Starting at the line that contains "Challenge accepted? Locate the tiled" and ending at the line that contains "[495, 7, 549, 17]", both included, write out every line of the material below again, shifting each bounding-box coordinate up by 129. Give only those lines.

> **Material supplied**:
****
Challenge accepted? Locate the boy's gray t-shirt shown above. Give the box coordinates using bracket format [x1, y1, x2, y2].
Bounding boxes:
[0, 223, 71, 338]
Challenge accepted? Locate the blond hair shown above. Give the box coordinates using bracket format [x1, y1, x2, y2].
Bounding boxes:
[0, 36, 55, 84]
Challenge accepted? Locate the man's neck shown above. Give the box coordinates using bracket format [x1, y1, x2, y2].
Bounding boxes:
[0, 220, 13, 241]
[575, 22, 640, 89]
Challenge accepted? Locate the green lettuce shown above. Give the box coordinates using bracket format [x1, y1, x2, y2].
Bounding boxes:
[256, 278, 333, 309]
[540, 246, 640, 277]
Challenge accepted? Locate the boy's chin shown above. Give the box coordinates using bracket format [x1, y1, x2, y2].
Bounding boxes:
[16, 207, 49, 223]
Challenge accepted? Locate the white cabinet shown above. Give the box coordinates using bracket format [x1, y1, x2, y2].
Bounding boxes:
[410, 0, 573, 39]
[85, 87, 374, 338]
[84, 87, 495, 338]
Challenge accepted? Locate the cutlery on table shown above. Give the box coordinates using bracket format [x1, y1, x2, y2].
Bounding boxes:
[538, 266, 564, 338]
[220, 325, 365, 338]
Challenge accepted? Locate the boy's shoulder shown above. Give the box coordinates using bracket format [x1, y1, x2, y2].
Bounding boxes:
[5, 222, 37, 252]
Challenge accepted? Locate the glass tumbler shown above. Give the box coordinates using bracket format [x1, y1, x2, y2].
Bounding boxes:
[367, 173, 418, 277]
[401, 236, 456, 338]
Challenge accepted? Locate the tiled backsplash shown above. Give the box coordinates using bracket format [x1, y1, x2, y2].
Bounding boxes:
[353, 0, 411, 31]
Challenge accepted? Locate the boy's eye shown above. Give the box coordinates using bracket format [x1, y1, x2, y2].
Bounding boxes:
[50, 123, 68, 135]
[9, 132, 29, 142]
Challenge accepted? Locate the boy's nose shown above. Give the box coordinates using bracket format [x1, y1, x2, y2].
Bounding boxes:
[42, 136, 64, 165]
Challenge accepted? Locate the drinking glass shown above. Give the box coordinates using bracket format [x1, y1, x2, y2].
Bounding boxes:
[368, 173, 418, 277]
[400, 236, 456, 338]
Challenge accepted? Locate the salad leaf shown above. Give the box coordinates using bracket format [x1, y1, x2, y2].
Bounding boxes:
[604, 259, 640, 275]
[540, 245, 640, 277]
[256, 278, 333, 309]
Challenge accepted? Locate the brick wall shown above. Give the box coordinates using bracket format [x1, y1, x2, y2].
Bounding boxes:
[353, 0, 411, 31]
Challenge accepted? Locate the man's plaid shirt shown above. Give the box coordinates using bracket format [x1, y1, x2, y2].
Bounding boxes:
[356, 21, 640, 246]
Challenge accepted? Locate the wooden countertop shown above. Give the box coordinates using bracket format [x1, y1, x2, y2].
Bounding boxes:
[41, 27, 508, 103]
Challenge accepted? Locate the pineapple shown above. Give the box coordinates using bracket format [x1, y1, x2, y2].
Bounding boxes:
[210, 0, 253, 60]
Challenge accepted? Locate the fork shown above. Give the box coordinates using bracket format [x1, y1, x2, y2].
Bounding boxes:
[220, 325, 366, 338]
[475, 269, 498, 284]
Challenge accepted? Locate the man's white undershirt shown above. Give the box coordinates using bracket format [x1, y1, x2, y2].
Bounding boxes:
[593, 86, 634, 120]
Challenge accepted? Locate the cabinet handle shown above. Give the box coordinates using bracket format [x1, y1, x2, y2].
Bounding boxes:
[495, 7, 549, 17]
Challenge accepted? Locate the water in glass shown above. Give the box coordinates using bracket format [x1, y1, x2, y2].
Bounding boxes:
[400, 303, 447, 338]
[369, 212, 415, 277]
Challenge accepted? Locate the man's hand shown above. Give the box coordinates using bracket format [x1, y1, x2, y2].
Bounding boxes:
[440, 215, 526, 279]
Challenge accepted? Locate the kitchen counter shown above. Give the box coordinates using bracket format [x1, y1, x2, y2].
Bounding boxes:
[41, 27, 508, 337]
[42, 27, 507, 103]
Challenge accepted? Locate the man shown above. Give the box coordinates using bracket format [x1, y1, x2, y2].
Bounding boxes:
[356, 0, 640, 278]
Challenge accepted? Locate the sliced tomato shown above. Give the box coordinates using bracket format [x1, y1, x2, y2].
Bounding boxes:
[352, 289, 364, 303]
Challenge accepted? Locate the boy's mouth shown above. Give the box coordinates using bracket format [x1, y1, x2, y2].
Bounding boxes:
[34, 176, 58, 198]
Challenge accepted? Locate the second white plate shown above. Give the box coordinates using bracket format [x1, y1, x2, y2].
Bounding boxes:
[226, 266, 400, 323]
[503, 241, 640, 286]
****
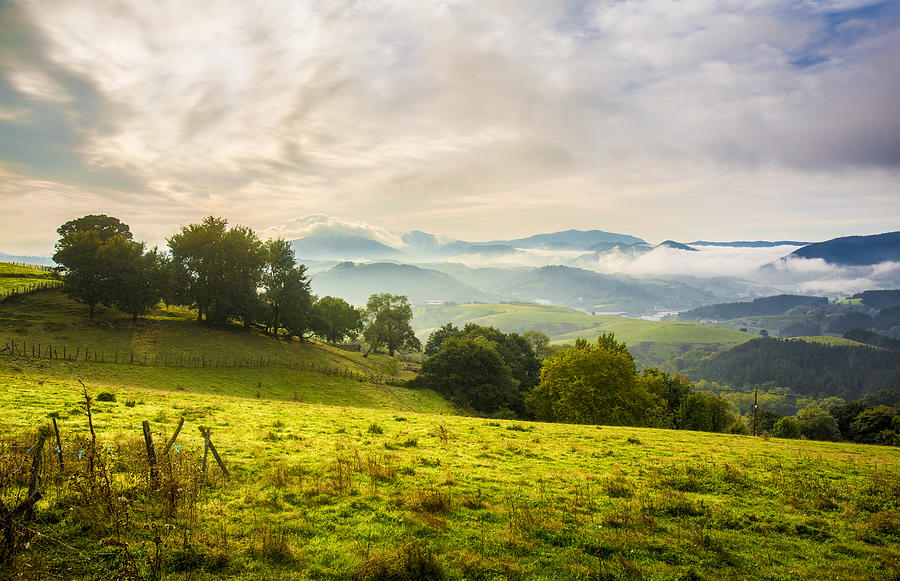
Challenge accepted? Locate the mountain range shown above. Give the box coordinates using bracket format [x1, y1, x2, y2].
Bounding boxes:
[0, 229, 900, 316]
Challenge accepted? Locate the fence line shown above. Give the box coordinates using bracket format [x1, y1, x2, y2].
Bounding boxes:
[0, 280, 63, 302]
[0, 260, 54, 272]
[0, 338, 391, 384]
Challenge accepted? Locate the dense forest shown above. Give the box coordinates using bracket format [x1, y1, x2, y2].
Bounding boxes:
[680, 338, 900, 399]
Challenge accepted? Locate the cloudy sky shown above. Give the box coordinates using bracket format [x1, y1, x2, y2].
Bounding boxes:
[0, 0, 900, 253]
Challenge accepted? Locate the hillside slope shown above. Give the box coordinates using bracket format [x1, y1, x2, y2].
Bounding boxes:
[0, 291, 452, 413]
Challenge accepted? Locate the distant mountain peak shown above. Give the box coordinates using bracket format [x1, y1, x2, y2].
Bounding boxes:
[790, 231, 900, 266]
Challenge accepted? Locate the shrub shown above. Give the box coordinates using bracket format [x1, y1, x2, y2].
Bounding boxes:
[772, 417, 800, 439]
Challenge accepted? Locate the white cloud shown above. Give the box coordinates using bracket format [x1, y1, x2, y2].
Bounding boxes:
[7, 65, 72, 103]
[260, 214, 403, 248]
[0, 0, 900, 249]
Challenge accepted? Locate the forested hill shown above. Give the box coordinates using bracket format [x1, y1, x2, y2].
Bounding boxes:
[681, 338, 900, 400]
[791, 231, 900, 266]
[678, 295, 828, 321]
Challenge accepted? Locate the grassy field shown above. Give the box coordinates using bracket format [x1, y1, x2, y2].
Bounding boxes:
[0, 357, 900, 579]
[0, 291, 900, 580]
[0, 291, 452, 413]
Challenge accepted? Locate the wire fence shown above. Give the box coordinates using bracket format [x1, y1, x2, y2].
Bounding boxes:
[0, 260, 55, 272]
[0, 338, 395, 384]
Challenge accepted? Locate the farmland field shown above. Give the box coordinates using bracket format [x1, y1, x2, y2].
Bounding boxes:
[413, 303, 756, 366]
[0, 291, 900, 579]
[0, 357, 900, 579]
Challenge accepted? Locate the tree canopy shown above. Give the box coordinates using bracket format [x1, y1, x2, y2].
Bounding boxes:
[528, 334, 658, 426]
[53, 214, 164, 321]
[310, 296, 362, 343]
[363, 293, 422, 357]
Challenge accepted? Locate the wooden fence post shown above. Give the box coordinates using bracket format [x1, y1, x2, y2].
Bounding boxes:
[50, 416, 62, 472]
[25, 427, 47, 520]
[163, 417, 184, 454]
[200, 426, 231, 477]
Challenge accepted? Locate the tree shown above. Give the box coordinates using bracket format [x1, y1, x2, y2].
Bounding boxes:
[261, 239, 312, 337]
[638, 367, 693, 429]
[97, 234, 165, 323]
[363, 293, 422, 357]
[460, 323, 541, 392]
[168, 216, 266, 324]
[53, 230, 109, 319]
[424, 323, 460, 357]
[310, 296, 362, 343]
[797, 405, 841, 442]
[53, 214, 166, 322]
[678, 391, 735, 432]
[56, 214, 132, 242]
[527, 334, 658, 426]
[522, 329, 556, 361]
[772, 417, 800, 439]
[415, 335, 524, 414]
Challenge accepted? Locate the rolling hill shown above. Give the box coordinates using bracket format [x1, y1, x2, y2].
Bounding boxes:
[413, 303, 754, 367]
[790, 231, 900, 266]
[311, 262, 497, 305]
****
> **Response to the exercise**:
Challenge accepted? Locate the tiled backsplash shown above. Give the box coordinates using bracket format [x1, y1, x2, y2].
Bounding boxes:
[482, 129, 540, 160]
Challenge accepted? Locate the boy's eye shown above. Give the box coordinates using bracket format [x1, y1, x2, y2].
Bounding boxes:
[179, 252, 197, 264]
[138, 261, 158, 271]
Challenge accepted? Locate the boy's nose shown above. Give the box coordinates using bracket format [x1, y1, x2, y2].
Bounding boxes:
[171, 265, 193, 294]
Challenge accepted? Locate the drinking glass shown above. Give the box coordinates using bracket format [x1, y1, x2, y2].
Bounding boxes:
[497, 302, 547, 406]
[529, 365, 585, 467]
Challenge accepted? Locate the salad leaf shown above. Give the box coordinates using bracket format [x1, y1, x2, y2].
Bounding boxes:
[733, 388, 769, 404]
[669, 374, 769, 406]
[385, 407, 462, 438]
Challenge accepted? Locate the brick wall shown above. Give the box coordinates using bracket format [x1, y1, x2, y2].
Bounding boxes:
[482, 129, 540, 160]
Challenge accepted? Locate the man's plaid shirt shown above. Give the box coordinates using bracket format [x1, y1, x2, y2].
Bounding boxes:
[485, 150, 769, 375]
Challenge accepted? Locate the wooden countertop shown above. Give the box coordinates using bracket format [x1, y1, x2, y2].
Bounding boxes:
[170, 156, 637, 232]
Challenge accepted? Locate the pineapple shown above. Give the box coordinates using bracket format [x1, y1, x2, y2].
Bounding boxes:
[339, 129, 382, 189]
Challenge accepted? Locate the fork shown above. Give the box coordinates using bracket format [x1, y1, x2, y2].
Bounding boxes:
[349, 454, 495, 467]
[604, 398, 627, 413]
Challenge accepted? Locate the man's white undershirt shown above. Give the box coordinates using bracket format [x1, y1, x2, y2].
Bounding boxes:
[722, 215, 763, 249]
Challenge accepted? Locate the cabinet handle shown above. Give the box coordinates using bracket format [x1, y1, x2, y2].
Bounding boxes:
[624, 136, 678, 146]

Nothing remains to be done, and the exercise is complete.